§ Pointing and labeling entries
--------------------------------

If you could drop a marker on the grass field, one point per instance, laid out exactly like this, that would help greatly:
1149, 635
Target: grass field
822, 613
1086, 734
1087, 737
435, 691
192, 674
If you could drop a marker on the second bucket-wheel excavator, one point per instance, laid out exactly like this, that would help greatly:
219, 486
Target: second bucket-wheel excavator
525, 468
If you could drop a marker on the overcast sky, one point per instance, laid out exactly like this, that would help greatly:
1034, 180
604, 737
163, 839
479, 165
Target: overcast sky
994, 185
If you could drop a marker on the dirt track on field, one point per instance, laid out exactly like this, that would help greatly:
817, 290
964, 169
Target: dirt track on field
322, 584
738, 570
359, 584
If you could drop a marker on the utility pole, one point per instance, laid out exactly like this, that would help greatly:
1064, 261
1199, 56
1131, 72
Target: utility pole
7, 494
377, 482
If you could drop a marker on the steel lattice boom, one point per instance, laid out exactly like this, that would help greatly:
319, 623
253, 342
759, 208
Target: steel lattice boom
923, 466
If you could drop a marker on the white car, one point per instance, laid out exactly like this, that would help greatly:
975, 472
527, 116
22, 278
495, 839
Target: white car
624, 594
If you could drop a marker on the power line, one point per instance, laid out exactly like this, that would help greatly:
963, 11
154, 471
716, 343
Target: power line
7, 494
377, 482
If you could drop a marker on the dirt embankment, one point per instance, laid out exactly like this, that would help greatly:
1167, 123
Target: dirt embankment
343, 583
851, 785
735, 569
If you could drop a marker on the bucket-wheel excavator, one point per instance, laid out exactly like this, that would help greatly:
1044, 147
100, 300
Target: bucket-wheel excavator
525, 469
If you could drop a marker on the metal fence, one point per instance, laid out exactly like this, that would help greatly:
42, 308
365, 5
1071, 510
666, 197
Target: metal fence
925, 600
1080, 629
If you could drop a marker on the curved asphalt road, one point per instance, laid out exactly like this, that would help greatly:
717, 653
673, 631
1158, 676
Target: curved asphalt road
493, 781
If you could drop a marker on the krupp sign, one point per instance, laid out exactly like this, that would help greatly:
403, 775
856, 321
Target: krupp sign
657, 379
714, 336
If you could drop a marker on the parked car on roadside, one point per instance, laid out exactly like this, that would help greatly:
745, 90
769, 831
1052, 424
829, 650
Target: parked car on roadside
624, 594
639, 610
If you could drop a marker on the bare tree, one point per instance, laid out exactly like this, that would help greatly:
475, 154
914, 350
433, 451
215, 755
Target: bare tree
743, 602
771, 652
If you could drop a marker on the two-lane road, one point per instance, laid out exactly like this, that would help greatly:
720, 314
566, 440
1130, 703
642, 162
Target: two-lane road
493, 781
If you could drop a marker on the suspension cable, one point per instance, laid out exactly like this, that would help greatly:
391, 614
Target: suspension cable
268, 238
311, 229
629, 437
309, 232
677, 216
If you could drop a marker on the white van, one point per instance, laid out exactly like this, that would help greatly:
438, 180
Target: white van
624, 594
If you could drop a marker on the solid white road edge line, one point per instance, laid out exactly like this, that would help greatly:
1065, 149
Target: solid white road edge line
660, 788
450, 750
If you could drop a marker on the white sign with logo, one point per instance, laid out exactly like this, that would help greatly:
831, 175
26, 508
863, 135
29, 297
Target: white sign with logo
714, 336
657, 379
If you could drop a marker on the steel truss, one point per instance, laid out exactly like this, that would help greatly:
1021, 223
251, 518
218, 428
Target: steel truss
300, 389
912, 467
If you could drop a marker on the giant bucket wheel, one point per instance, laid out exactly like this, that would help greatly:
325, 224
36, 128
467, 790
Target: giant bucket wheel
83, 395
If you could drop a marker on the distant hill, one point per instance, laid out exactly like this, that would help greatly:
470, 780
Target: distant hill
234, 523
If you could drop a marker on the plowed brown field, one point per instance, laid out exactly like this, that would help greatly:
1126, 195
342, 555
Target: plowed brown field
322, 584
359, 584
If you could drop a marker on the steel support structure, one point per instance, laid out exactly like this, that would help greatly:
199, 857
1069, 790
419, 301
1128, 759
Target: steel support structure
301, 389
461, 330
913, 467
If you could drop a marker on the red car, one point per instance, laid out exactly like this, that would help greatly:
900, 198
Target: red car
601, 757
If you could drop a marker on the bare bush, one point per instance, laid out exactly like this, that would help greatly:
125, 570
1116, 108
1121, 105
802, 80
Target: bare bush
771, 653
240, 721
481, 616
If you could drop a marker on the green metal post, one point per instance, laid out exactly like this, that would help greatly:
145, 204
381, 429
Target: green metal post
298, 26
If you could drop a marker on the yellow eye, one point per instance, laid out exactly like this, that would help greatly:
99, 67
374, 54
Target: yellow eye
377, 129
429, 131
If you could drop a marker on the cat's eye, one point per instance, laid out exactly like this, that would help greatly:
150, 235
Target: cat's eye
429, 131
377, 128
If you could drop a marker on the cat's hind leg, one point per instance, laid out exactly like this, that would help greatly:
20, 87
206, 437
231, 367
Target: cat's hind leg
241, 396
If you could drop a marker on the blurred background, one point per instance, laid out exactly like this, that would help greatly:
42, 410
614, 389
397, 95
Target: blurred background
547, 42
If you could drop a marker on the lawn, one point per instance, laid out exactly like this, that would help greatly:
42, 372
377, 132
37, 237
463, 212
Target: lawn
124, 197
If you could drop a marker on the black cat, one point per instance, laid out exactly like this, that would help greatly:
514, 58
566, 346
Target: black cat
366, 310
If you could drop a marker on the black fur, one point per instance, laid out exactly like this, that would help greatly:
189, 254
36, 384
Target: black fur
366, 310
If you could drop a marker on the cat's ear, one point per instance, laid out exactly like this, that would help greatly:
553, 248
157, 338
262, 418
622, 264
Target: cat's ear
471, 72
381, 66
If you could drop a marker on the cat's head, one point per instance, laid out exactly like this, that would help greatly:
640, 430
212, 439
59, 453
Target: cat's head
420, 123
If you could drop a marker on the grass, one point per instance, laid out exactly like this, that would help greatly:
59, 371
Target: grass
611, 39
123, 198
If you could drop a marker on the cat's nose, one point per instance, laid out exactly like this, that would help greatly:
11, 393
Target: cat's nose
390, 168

--------------------------------

Make an exact copy of all the data.

If you could drop a marker on the grass field, one point per instance, laid out exactly like this, that would help greatly:
1149, 635
Target: grass field
822, 613
1086, 734
1087, 737
435, 691
192, 674
If you could drop a marker on the second bucket-wheel excavator, one point per instance, laid out exactly like this, that would help greatly:
219, 486
Target: second bucket-wheel excavator
525, 468
If you could drop a marker on the overcast sky, one point per instance, laid out exactly like this, that would help greatly:
1034, 180
604, 737
163, 839
479, 165
Target: overcast sky
994, 185
If you could drop a marker on the dirt track on field, one point per instance, laid out exactly like this, that would help greatly:
817, 290
964, 169
Target: dirt track on field
322, 584
738, 570
359, 584
If you could drop a marker on the utility pole, one point per instance, laid out exactly like this, that would help greatly:
1064, 261
1199, 56
1131, 72
Target: utility pole
7, 494
377, 482
If you could drop a marker on the steel lattice boom, one point per instance, laid out exactly like this, that would help greatly:
319, 623
253, 342
759, 208
Target: steel lattice boom
923, 466
If you could drop a marker on the white car, one point per instance, laid out exactly like this, that would help greatly:
975, 472
527, 116
22, 278
495, 839
Target: white car
624, 594
If you could drop a marker on the power line, one point per instance, laid out exactly like this, that would help greatly:
963, 11
154, 471
716, 343
Target: power line
7, 494
377, 482
If you could drop a marker on the dirt embankment, one point per instance, laid out exactly like this, that would help greatly:
1167, 123
Target: dirt embankment
343, 583
851, 785
735, 569
If you could drop a marker on the bucket-wheel excavator, one point per instance, laid out exactly like this, that would help greatly:
1044, 147
100, 300
Target: bucket-wheel excavator
525, 469
If you could drop a marker on the metal fence, one point per instance, laid out exactly like this, that would help greatly:
42, 308
365, 5
1071, 510
666, 197
Target: metal fence
925, 600
1080, 629
If you could drop a marker on the curved asphalt road, one point per instance, laid out exactly like this, that would help greatly:
717, 653
673, 631
1158, 676
Target: curved asphalt road
493, 781
If you could drop a marker on the krupp sign, one point per instance, laid out exactly like this, that would help greatly:
403, 775
856, 321
Target: krupp sign
657, 379
714, 336
If you could drop a marker on the parked car on roadside, one point per instance, laid out exactly like this, that would help greatly:
745, 90
769, 831
1052, 424
829, 650
Target: parked car on roadside
624, 594
639, 610
If you could drop a marker on the bare tree, one point per instance, laid out exactly like this, that would help greatly:
475, 154
914, 350
433, 451
215, 755
Target: bare tree
743, 602
771, 652
If you could drop a marker on the two-lane road, one point per instance, laid out exactly like this, that would help greatly:
720, 314
566, 440
1130, 703
642, 162
Target: two-lane road
493, 781
If you could drop a marker on the suspension cable, one point per instance, laid out exactly like this, that would help greatly:
391, 614
Target: suspension cable
268, 238
311, 229
629, 437
309, 232
677, 216
If you could drop a marker on the white van, one point per instance, laid out exactly like this, that would help greatly:
438, 180
Target: white van
624, 594
If you could drop a marker on the solid white road edge line, one point per instance, laid out exactly like this, that would help greatly:
1065, 149
Target: solid white road edge line
660, 788
450, 750
If you could drop a marker on the white sign with logo, one point per instance, laid out exactly like this, that would help greatly:
831, 175
26, 508
863, 135
29, 297
Target: white sign with logo
714, 336
657, 379
If you could drop a marker on the steel truss, one point per instance, laid out exactly like this, that would help greatly:
1021, 223
251, 518
218, 428
Target: steel truss
300, 389
912, 467
If you could drop a marker on the giant bucket wheel, one point per instance, laid out exactly like this, that would help greatly:
325, 224
36, 128
467, 790
Target: giant bucket wheel
83, 395
If you could drop a marker on the distant hill, one point per instance, laid out exactly like this, that would help greatly:
470, 780
Target: distant hill
234, 523
If you could drop a marker on the plowed brown field, one point per instance, laid out exactly like this, that would help greatly:
1126, 195
342, 555
Target: plowed brown field
322, 584
359, 584
If you could drop a marker on the steel support structure, one point per instance, laid out exactly like this, that would help greatly:
199, 857
1069, 790
419, 301
1128, 759
Target: steel support structure
301, 389
461, 330
913, 467
If you could drop a marker on the red car, one point per instance, laid out exactly like this, that would help greatly:
900, 198
Target: red car
601, 757
If you could drop a marker on the bare bush, one point per instance, laid out exactly like this, that would help greatly:
125, 570
1116, 108
1121, 105
802, 80
Target: bare bush
771, 653
240, 721
481, 616
If you could drop a marker on the green metal post, one point per instance, laid out exactly like this, that would help greatly:
145, 204
381, 429
Target: green metal post
298, 26
If you could drop a marker on the yellow eye, one point per instance, laid out exactly like this, that would help greatly:
99, 67
374, 54
Target: yellow eye
377, 129
429, 131
If you could drop a marker on the cat's eye, one point per instance, laid out exactly like this, that would help greatly:
150, 235
Target: cat's eye
429, 131
377, 128
If you could drop a marker on the cat's hind leg, one point per instance, laid out exactly like this, that would help greatly:
20, 87
206, 437
231, 367
Target: cat's hind leg
241, 396
If you could drop a marker on the blurred background, one point per instance, laid out exactly like this, that would help greatly:
42, 410
614, 389
397, 95
Target: blurred background
547, 42
If you could drop a marker on the lawn, one point per instance, laid out exactly like this, that would help greatly:
42, 372
377, 132
37, 237
463, 212
Target: lawn
124, 197
If you could drop a marker on the black cat, one point per instance, laid out exactly like this, that would help greatly:
514, 58
566, 346
Target: black cat
366, 310
If you could drop a marker on the black fur, one point per instance, laid out exactly like this, that would help greatly:
189, 254
36, 384
Target: black fur
366, 310
If you could drop a marker on the cat's ear, one point per instance, laid out exactly like this, that would help greatly:
553, 248
157, 338
262, 418
622, 264
Target: cat's ear
471, 72
381, 66
If you could drop a marker on the cat's head, one point per instance, laid out exactly like this, that would help greatly:
640, 430
212, 439
59, 453
Target: cat's head
420, 123
If you could drop a marker on the grass, one point per instance, laid out exactly like this, that would help greatly:
59, 371
Target: grass
611, 39
123, 198
If you could drop a marker on the cat's nose, one point per instance, laid out exactly like this, that would help greatly:
11, 393
Target: cat's nose
390, 168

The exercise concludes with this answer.